作業依頼 A: 本文の内容を2文で要約してください。
作業依頼 B:
本文に基づき、次の問いに答えよ。
(i) 女性初の飛行士として宇宙飛行を行なったのはだれか。
(ii) ガガーリンの宇宙飛行は何時間何分にわたったか。
(iii) マーキュリー計画で打ち上げられた宇宙船は合計何機か。

本文:
◇ ◇ ◇ ◇ ◇

有人飛行打ち上げ競争
1961年、旧ソ連が人類初の有人宇宙船ボストーク1号打ち上げ
旧ソ連は、1961年4月12日、史上初の有人宇宙船ボストーク1号を打ち上げました。人類で初めて宇宙を飛んだ宇宙飛行士ユーリ・A・ガガーリンが語った「地球は青かった」という言葉は世界中に伝わり有名になりました。この1人乗りのボストーク宇宙船は、1963年6月には女性初の飛行士ワレンチナ・V・テレシコワの宇宙飛行を実現させて、プロジェクトを終えました。さらに旧ソ連は1964年から2、3人乗りのボスホート宇宙船を打ち上げ、1965年にはアレクセイ・A・レオーノフが人類史上初の宇宙遊泳を行ないました。
ユーリ・A・ガガーリン。1時間48分にわたり宇宙飛行を行ないました。
アメリカは、7人の宇宙飛行士によるマーキュリー計画を実施
ガガーリンの宇宙飛行の3週間後、アメリカはアラン・B・シェパード飛行士を乗せたマーキュリー宇宙船を打ち上げ、弾道(だんどう)飛行を行ないました。これがマーキュリー計画のはじまりです。以降、グリソムがアラン・B・シェパードと同じく弾道飛行、そしてついにジョン・H・グレンが1962年2月にアメリカ初の有人軌道飛行に成功し、地球を3周しました。計画は1963年まで続き、合計6機の宇宙船が打ち上げられましたが、それぞれの宇宙船の名前にはすべて「7」(セブン)という数字がつけられていました。これは計画に参加した7人の宇宙飛行士たちの団結と友情をあらわしています。彼らはトム・ウルフの小説「ザ・ライトスタッフ」の中で「ライトスタッフ」と呼ばれました。

◇ ◇ ◇ ◇ ◇

提供データ:
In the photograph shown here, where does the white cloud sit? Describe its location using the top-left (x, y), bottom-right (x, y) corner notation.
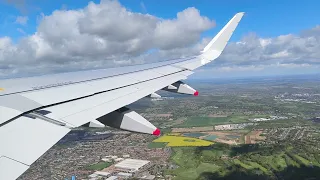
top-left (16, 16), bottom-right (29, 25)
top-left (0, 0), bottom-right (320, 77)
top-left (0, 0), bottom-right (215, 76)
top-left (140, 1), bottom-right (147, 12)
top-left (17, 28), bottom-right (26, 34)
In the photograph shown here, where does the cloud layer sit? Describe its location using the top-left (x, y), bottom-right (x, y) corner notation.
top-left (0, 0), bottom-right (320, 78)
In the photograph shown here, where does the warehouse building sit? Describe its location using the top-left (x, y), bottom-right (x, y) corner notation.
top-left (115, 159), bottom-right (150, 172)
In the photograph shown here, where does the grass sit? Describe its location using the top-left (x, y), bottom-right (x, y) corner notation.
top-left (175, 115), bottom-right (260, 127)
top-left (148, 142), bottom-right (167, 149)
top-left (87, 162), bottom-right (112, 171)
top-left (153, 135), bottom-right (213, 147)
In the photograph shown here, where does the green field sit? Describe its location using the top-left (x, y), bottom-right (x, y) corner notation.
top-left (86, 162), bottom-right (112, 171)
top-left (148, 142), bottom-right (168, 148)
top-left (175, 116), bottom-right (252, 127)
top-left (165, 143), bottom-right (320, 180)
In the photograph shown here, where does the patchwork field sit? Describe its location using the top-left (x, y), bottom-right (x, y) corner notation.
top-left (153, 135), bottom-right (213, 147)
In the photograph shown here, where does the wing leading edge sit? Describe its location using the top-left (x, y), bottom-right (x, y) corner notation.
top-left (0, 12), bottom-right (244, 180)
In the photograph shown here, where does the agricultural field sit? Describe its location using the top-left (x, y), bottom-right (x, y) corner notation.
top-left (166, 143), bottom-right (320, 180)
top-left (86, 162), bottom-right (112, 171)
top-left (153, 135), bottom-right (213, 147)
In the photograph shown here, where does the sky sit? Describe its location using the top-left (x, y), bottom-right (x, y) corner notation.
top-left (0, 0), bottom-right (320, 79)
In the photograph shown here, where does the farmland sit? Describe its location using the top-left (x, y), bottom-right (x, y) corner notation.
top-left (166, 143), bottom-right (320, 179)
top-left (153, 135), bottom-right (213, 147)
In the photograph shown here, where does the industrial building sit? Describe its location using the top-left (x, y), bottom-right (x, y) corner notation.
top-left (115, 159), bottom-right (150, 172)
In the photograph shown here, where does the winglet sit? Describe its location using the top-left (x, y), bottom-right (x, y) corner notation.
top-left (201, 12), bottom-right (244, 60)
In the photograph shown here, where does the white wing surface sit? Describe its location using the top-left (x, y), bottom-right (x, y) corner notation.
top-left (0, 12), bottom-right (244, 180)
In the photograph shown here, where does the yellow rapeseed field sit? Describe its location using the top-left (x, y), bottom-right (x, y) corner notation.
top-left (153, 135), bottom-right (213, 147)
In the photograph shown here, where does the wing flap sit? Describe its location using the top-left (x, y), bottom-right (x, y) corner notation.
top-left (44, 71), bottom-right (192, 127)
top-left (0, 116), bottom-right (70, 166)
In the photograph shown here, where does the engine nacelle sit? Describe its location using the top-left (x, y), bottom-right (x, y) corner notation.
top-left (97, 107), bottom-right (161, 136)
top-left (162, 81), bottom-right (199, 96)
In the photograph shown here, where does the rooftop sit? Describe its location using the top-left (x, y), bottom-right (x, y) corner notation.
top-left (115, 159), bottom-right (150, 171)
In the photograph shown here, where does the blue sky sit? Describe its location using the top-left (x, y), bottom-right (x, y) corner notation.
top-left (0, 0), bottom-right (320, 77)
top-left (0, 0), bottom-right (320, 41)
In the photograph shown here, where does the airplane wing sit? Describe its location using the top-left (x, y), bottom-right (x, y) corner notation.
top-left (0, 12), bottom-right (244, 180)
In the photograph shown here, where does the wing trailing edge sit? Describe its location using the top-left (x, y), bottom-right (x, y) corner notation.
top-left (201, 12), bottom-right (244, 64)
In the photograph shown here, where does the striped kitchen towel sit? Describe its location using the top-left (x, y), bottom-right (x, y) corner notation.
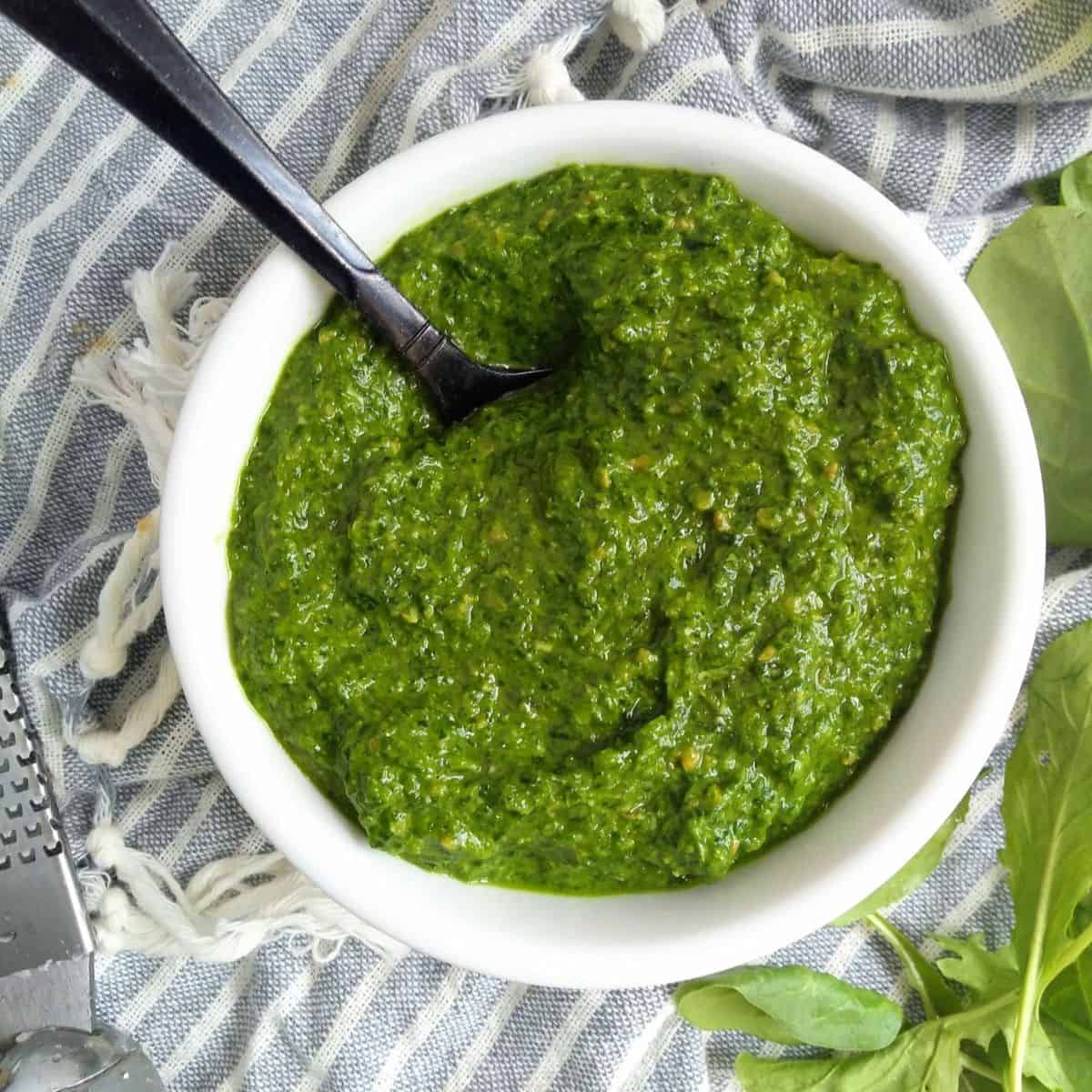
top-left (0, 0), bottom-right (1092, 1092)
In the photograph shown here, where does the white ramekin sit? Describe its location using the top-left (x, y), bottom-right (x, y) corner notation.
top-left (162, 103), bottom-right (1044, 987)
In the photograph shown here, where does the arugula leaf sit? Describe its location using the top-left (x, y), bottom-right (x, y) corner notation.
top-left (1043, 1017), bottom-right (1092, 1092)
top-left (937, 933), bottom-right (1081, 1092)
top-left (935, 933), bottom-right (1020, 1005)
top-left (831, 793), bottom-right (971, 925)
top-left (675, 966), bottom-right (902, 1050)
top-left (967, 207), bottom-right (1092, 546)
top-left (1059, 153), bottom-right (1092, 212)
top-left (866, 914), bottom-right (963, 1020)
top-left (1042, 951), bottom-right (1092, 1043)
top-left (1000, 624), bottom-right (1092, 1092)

◇ ◇ ◇ ◇ ◇

解答 A: 旧ソ連は1961年4月12日に史上初の有人宇宙船ボストーク1号を打ち上げ、1965年にはボスホート宇宙船でアレクセイ・A・レオーノフが人類史上初の宇宙遊泳を行ないました。アメリカはガガーリンの宇宙飛行の3週間後にマーキュリー計画を始め、1962年2月にはジョン・H・グレンがアメリカ初の有人軌道飛行に成功しました。

解答 B:
(i) ワレンチナ・V・テレシコワ
(ii) 1時間48分
(iii) 6機